== PAGE EXCERPT
Let's assume that the spacetime geometry of our universe can be approximately described by the flat FLRW metric. That means there is a coordinate system, that we call the comoving coordinates, $(t,x,y,z)$, that we can use to label all points in the universe. In this coordinate system our location is $(t_0, 0, 0, 0)$, where $t_0$ is the age of the universe as observed by us i.e. 13.8 billion years or so.

For a star to be in our observable universe just means that the star must have been at some past spacetime point $(t \lt t_0,x,y,z)$ such that a light ray can get from that past location to us. More precisely, there must be a null geodesic that connects us and that position of the star.

But the distance to the star isn't simply the spatial separation of these two points, because you're comparing positions at different times. Admittedly we tend to talk about, for example. the most distant galaxy being $13.4$ billion light years away, but of course that isn't true. It was $13.4$ billion light years away when the light we can currently see left it - it's actually around 46 billion light years away now.
====
▶ GIVEN EXERCISE A:
Rewrite the passage on the observable universe from "For a star to" up to and including "of the star.", swapping "null geodesic" for "light-like geodesic".
▶ GIVEN EXERCISE B:
Put the row lines from the line with "Target: statue head" up to and including the line with "[[[122,178],[163,180],[163,119],[138,100],[121,98],[113,121]]]" into a Markdown table with the columns Number and Row line, numbering each line and omitting blank lines.
== RECORDS FOR THIS TASK
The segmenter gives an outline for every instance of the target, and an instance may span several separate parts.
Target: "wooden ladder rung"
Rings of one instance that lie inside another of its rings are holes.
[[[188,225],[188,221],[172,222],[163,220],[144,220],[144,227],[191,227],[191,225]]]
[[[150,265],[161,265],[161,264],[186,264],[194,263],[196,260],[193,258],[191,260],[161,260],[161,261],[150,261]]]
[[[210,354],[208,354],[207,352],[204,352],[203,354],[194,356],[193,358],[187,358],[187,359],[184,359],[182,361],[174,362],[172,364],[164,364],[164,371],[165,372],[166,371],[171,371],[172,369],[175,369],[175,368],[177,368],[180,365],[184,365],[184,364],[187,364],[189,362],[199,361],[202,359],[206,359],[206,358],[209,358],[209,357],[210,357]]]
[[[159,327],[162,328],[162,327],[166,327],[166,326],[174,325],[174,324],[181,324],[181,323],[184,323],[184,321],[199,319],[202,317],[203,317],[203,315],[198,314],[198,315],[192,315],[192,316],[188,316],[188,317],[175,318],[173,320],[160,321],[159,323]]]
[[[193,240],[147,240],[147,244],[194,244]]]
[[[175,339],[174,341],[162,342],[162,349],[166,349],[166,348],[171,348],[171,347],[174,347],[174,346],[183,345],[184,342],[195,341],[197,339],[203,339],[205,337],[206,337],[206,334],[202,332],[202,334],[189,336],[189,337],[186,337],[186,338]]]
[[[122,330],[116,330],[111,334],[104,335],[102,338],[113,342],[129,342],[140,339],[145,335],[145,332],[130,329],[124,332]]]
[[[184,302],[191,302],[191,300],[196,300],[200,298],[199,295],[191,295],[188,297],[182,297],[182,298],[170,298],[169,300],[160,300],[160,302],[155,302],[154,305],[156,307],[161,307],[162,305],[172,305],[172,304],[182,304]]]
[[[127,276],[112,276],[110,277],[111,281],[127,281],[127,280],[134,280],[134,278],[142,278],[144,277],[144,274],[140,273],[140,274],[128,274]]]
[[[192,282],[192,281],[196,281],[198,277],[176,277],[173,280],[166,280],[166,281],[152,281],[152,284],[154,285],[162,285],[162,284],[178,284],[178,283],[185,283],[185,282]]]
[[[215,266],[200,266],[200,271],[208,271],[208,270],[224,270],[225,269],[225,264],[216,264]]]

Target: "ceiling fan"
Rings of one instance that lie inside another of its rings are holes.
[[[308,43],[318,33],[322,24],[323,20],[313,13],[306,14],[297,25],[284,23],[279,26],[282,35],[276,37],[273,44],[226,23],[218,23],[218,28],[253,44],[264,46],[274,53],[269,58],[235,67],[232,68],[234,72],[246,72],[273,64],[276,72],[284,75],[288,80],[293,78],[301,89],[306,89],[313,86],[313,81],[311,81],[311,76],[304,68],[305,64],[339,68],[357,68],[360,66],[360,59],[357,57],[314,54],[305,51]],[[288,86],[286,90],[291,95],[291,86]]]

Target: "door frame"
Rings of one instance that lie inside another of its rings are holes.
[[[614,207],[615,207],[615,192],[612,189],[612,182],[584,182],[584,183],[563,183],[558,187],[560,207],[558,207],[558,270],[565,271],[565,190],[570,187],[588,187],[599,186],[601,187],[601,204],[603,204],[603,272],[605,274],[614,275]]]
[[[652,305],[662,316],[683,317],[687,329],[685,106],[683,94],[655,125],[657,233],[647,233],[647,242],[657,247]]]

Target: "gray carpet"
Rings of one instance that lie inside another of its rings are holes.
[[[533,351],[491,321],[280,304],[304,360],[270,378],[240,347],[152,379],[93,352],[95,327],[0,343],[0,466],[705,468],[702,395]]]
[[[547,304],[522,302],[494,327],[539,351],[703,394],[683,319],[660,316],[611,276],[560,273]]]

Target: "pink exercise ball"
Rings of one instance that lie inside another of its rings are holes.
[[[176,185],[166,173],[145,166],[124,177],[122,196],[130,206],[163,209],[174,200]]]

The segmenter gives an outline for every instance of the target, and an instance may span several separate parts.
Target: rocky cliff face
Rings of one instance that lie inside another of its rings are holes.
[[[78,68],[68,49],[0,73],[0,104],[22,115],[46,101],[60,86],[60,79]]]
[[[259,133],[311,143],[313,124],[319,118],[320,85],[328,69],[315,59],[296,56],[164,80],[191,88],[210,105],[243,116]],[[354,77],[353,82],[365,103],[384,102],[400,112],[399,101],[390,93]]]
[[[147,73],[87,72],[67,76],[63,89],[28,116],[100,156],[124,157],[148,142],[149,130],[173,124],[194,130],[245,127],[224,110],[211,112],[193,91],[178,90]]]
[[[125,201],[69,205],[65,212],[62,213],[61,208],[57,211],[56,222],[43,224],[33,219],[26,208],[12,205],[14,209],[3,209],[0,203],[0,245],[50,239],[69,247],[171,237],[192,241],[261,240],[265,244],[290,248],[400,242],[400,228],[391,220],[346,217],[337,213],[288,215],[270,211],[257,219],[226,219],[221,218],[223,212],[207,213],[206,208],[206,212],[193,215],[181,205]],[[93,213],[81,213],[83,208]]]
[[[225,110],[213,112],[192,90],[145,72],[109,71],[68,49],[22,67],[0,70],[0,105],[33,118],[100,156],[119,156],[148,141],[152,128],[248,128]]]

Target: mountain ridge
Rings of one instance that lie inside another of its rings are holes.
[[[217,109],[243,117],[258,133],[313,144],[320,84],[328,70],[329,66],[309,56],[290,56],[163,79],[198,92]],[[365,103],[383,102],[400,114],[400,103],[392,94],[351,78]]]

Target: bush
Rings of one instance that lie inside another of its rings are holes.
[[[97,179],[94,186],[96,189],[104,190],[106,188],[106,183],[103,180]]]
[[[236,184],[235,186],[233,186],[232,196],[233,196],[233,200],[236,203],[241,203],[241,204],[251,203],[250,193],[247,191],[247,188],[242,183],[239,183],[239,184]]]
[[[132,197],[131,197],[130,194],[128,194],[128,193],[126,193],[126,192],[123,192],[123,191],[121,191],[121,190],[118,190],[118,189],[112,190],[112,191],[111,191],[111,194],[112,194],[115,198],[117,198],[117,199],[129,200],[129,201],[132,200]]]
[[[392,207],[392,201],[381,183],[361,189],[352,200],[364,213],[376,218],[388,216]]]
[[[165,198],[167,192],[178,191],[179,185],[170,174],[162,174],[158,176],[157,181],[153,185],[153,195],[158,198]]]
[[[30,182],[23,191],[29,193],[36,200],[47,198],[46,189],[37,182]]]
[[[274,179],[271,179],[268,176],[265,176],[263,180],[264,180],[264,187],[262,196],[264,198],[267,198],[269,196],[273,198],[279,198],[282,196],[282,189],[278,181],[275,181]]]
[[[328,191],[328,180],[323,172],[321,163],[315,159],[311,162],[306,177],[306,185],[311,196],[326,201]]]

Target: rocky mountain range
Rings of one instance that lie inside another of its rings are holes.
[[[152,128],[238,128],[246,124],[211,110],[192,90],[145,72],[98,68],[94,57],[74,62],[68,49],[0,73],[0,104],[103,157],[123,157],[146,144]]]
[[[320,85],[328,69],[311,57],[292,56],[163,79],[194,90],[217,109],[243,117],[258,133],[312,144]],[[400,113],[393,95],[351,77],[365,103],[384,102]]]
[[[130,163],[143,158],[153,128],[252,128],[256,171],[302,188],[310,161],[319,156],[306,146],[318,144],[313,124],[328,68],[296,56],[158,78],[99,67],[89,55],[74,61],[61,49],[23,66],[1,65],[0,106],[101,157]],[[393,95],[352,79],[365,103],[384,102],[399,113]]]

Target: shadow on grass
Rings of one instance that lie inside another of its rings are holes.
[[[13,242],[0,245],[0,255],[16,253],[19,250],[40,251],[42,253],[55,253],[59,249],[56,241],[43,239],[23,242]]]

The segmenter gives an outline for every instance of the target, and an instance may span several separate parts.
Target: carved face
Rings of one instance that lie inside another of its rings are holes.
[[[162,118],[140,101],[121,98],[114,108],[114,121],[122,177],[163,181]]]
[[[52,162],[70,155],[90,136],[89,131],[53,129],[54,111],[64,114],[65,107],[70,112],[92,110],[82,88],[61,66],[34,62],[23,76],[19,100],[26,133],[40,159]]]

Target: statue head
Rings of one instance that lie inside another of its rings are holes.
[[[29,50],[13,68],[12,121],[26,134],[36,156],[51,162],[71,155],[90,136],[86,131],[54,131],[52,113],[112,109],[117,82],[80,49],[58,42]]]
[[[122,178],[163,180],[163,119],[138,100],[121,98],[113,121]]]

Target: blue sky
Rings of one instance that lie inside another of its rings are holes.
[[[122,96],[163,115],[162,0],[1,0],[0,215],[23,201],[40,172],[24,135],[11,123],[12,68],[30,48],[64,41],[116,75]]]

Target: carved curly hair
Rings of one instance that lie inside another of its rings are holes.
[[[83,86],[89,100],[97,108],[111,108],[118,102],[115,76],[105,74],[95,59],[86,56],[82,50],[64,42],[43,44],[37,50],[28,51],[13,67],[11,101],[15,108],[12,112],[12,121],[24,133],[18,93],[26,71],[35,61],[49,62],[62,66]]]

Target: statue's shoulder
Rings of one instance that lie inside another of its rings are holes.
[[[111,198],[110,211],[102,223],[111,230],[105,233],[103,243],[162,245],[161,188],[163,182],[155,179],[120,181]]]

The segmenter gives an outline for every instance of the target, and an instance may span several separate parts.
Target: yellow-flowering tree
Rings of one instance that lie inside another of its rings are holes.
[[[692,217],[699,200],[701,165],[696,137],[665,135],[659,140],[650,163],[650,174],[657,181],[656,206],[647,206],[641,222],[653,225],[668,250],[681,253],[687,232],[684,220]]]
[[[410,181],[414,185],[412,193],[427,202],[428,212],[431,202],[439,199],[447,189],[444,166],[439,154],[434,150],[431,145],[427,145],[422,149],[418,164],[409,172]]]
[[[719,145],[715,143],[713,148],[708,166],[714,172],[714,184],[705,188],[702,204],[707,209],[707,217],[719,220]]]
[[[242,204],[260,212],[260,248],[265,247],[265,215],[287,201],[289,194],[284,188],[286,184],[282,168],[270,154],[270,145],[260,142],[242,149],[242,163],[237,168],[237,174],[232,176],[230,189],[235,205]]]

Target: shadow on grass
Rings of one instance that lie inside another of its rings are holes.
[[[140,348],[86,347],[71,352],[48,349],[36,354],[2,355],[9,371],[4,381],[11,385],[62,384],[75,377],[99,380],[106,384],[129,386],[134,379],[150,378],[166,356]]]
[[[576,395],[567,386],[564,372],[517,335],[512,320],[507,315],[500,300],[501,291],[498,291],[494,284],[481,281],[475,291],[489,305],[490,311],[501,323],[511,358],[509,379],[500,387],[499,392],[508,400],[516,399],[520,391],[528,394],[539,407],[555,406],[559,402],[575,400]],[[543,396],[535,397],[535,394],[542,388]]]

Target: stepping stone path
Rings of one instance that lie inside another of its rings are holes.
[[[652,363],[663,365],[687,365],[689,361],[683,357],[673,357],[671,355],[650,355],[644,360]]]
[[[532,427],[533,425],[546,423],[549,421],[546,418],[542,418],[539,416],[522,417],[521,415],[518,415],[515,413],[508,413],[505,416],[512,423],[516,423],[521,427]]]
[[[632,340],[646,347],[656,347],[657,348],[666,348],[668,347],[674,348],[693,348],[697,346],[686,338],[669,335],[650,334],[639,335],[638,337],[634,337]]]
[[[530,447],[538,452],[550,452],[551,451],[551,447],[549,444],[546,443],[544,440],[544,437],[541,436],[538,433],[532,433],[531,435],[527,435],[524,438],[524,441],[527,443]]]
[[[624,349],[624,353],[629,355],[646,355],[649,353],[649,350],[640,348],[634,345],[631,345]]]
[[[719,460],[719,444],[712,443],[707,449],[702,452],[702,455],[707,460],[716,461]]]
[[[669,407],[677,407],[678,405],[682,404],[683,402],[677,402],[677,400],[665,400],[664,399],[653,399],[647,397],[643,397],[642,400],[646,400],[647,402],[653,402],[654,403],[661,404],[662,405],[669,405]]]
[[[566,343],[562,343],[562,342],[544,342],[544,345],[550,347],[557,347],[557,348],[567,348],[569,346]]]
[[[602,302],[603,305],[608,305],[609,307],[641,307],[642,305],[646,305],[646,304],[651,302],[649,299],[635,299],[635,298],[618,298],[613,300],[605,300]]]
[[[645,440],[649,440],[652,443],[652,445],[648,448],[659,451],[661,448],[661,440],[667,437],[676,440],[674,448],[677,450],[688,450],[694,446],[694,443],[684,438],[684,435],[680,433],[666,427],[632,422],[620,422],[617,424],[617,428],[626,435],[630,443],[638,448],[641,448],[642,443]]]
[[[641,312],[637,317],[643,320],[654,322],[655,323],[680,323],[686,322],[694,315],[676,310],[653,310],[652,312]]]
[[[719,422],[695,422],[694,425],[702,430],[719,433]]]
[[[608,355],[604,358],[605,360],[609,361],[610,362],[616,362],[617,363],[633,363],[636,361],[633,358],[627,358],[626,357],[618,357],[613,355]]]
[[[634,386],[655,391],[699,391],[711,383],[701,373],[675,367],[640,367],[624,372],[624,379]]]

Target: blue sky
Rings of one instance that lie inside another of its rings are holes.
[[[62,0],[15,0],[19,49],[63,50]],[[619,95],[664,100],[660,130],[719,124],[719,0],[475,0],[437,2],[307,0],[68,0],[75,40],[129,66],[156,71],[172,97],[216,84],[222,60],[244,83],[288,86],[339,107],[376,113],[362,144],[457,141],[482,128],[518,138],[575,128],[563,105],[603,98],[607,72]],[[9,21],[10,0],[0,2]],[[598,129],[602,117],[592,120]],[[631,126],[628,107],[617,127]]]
====
▶ RESULT A:
For a star to be in our observable universe just means that the star must have been at some past spacetime point $(t \lt t_0,x,y,z)$ such that a light ray can get from that past location to us. More precisely, there must be a light-like geodesic that connects us and that position of the star.

▶ RESULT B:
| Number | Row line |
|---|---|
| 1 | Target: statue head |
| 2 | Rings of one instance that lie inside another of its rings are holes. |
| 3 | [[[29,50],[13,68],[12,121],[26,134],[36,156],[51,162],[71,155],[90,136],[86,131],[54,131],[52,113],[112,109],[117,82],[80,49],[58,42]]] |
| 4 | [[[122,178],[163,180],[163,119],[138,100],[121,98],[113,121]]] |